• [Required work]: Rewrite the listing below line for line, requests included, and multiply every coordinate in the answer points by 0.65, rounding each result to the nearest whole number with halves rounded up.

• [Given data]:
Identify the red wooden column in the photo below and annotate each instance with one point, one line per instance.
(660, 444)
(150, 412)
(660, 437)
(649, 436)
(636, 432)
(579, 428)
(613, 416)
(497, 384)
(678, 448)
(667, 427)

• [Full response]:
Identify the red wooden column in the photo below and annotate each instance with one point, one line per instance.
(429, 289)
(98, 268)
(429, 284)
(422, 283)
(413, 281)
(376, 278)
(398, 270)
(323, 250)
(441, 291)
(434, 278)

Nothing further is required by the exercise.